▸ **Given instruction**: Give back every line exactly as it appears, pictures excluded.

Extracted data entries
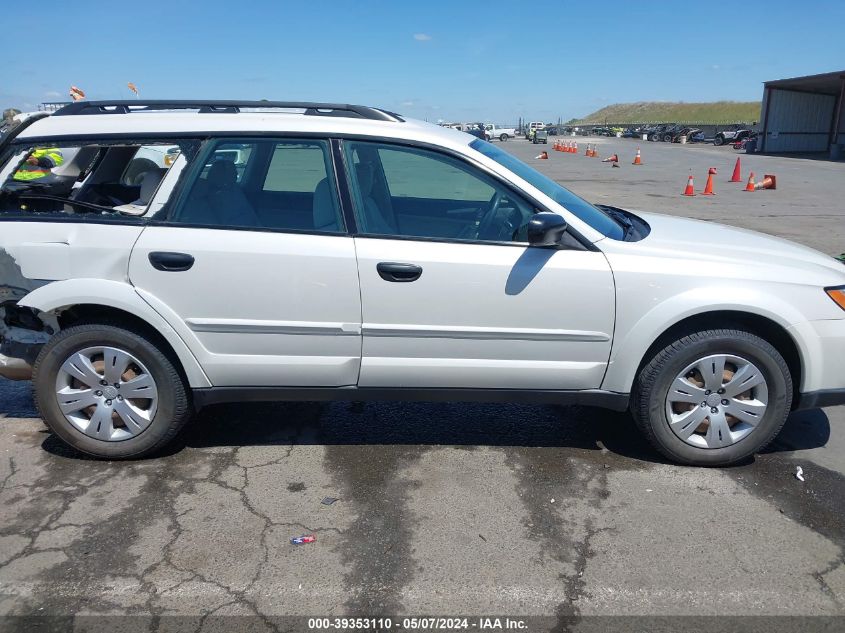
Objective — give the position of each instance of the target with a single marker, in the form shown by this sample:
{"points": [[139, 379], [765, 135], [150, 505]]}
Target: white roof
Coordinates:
{"points": [[243, 123]]}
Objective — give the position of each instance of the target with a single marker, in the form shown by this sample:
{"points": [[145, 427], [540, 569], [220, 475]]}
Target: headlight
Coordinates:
{"points": [[838, 295]]}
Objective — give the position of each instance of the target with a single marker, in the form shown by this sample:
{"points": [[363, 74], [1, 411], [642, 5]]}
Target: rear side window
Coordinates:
{"points": [[281, 184]]}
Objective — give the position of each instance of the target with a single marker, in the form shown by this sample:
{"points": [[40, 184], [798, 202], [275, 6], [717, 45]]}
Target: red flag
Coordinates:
{"points": [[76, 93]]}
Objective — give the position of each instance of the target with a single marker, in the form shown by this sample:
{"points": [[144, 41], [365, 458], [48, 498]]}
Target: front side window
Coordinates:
{"points": [[412, 192], [282, 184], [104, 179], [582, 209]]}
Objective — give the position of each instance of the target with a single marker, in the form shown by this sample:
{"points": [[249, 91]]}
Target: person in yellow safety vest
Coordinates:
{"points": [[39, 163]]}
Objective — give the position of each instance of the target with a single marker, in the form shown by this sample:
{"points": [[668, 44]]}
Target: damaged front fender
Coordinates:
{"points": [[22, 331]]}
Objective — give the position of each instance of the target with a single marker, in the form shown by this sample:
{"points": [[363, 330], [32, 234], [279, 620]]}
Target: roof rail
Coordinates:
{"points": [[227, 107]]}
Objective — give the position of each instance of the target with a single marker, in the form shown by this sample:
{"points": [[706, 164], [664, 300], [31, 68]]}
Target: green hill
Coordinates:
{"points": [[665, 112]]}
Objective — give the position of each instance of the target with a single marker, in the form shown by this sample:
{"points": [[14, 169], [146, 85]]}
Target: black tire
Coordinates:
{"points": [[650, 390], [174, 403]]}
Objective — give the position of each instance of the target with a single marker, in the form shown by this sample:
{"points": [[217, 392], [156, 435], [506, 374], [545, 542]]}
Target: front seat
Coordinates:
{"points": [[150, 181]]}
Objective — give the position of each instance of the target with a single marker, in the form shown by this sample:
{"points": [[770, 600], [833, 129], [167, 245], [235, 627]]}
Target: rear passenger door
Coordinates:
{"points": [[252, 265]]}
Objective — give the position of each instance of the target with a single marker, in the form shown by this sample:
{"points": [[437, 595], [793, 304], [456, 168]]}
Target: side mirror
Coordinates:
{"points": [[546, 229]]}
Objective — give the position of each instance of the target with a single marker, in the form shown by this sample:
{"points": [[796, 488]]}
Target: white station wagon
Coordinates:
{"points": [[304, 251]]}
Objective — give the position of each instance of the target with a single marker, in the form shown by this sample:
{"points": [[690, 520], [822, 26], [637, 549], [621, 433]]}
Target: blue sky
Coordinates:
{"points": [[457, 61]]}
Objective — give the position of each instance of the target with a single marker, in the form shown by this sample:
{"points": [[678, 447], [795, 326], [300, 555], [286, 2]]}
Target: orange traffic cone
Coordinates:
{"points": [[737, 177], [750, 185], [708, 187], [768, 182], [637, 159]]}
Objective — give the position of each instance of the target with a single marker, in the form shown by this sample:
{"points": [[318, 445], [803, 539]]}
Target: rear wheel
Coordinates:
{"points": [[713, 398], [110, 392]]}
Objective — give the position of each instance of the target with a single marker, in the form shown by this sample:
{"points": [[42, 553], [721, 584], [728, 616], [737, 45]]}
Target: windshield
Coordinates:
{"points": [[582, 209]]}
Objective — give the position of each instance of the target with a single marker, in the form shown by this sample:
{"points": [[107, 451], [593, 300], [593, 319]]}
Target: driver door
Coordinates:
{"points": [[452, 295]]}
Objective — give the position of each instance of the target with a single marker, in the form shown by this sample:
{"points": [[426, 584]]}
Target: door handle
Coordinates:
{"points": [[393, 271], [171, 262]]}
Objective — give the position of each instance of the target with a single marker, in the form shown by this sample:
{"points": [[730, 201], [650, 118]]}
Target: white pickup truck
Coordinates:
{"points": [[491, 131]]}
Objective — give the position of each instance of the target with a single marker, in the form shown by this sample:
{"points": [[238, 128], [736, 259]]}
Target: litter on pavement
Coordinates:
{"points": [[301, 540]]}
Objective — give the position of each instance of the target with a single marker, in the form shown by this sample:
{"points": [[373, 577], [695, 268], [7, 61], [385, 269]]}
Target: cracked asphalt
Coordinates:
{"points": [[443, 509]]}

▸ **Output below**:
Objective — give the position of each instance of the target with a single marker, in the form shown by this sample:
{"points": [[139, 379], [765, 135], [150, 505]]}
Target: white roof
Coordinates:
{"points": [[243, 123]]}
Objective — give the position of each instance of the target with a single marker, in the form shown by this sample:
{"points": [[145, 427], [540, 569], [220, 475]]}
Target: headlight
Coordinates:
{"points": [[838, 295]]}
Objective — give the position of each instance of the target with a single marker, in the form shown by this sample:
{"points": [[363, 74], [1, 411], [642, 5]]}
Target: rear side window
Coordinates:
{"points": [[281, 184]]}
Objective — give the position of each instance of the target with a single marker, in the form shown by this sample:
{"points": [[40, 184], [798, 202], [275, 6], [717, 45]]}
Target: red flag
Coordinates:
{"points": [[76, 93]]}
Objective — give the position of each instance of the target with a single marker, in the form shown by this sample:
{"points": [[144, 41], [365, 458], [48, 498]]}
Target: front side window
Coordinates:
{"points": [[412, 192], [282, 184], [104, 179], [582, 209]]}
Objective — give the position of each instance of the target with a single marker, in the form shown by this sample:
{"points": [[249, 91]]}
Target: person in yellow safety vest
Coordinates:
{"points": [[39, 163]]}
Objective — give the position of each instance of the target with a single marker, in the form shown by this sample:
{"points": [[668, 44]]}
Target: damaged front fender
Coordinates:
{"points": [[22, 331]]}
Objective — give the position of each instance of the target with a single marker, in the form shown by this sample:
{"points": [[363, 330], [32, 234], [279, 620]]}
Target: roof rail
Coordinates:
{"points": [[227, 107]]}
Objective — give the position of each instance of the target with a single marker, in the form shown by this sample:
{"points": [[706, 164], [664, 300], [31, 68]]}
Target: green hill
Coordinates:
{"points": [[665, 112]]}
Objective — give the position of each instance of the target with a single marker, in the form shown by this sample:
{"points": [[14, 169], [146, 85]]}
Target: black tire
Coordinates:
{"points": [[650, 390], [174, 403]]}
Objective — give the position of each instance of the target with a single marker, in the form shown by this sample:
{"points": [[217, 392], [156, 435], [506, 374], [545, 542]]}
Target: front seat
Coordinates:
{"points": [[150, 181]]}
Objective — give the position of each instance of the target with a single marker, in the form shown by this sample:
{"points": [[770, 600], [833, 129], [167, 245], [235, 627]]}
Target: rear passenger door
Coordinates:
{"points": [[252, 265]]}
Objective — give the position of each instance of the target with a single marker, in the form shown by this sample:
{"points": [[437, 595], [793, 304], [456, 168]]}
Target: side mirror
Coordinates:
{"points": [[546, 229]]}
Objective — give the position of each instance of the target with a single marker, in the form shown by this sample:
{"points": [[796, 488]]}
Target: white station wagon
Coordinates:
{"points": [[304, 251]]}
Objective — give the position of each instance of the target with a single marker, in the form shown by this sample:
{"points": [[690, 520], [822, 26], [637, 549], [621, 433]]}
Target: blue sky
Coordinates:
{"points": [[457, 61]]}
Objective — give the position of each instance of the target with a single marker, in the form shown by this sample:
{"points": [[678, 447], [795, 326], [300, 555], [286, 2]]}
Target: orange traffic cone
Coordinates:
{"points": [[737, 177], [750, 185], [708, 187], [768, 182], [637, 159]]}
Objective — give the position of each instance of the target with a single marker, in the form shown by this sample:
{"points": [[318, 445], [803, 539]]}
Target: rear wheel
Coordinates:
{"points": [[713, 398], [110, 392]]}
Objective — give the position of each instance of the target with a single marker, in the form shown by this sample:
{"points": [[42, 553], [721, 584], [728, 616], [737, 45]]}
Target: windshield
Coordinates:
{"points": [[582, 209]]}
Objective — give the position of each instance of the target with a single marker, in the form shown by this sample:
{"points": [[107, 451], [593, 300], [593, 319]]}
Target: driver door
Coordinates:
{"points": [[452, 295]]}
Objective — give the position of each instance of the target with a single marker, in the form shown by this sample:
{"points": [[426, 584]]}
Target: door handle
Coordinates:
{"points": [[393, 271], [171, 262]]}
Objective — give the position of each instance of the target with a single marker, in the form shown by this sample:
{"points": [[730, 201], [650, 118]]}
Target: white pickup truck
Coordinates:
{"points": [[491, 131]]}
Objective — give the position of each instance of the target with a single marker, in the form shown by this sample:
{"points": [[238, 128], [736, 259]]}
Target: litter on pavement
Coordinates:
{"points": [[301, 540]]}
Objective — give the position of each instance of the target with a single marker, in the form shown by this sample:
{"points": [[373, 577], [695, 268], [7, 61], [385, 269]]}
Target: cracked asphalt
Coordinates:
{"points": [[443, 509]]}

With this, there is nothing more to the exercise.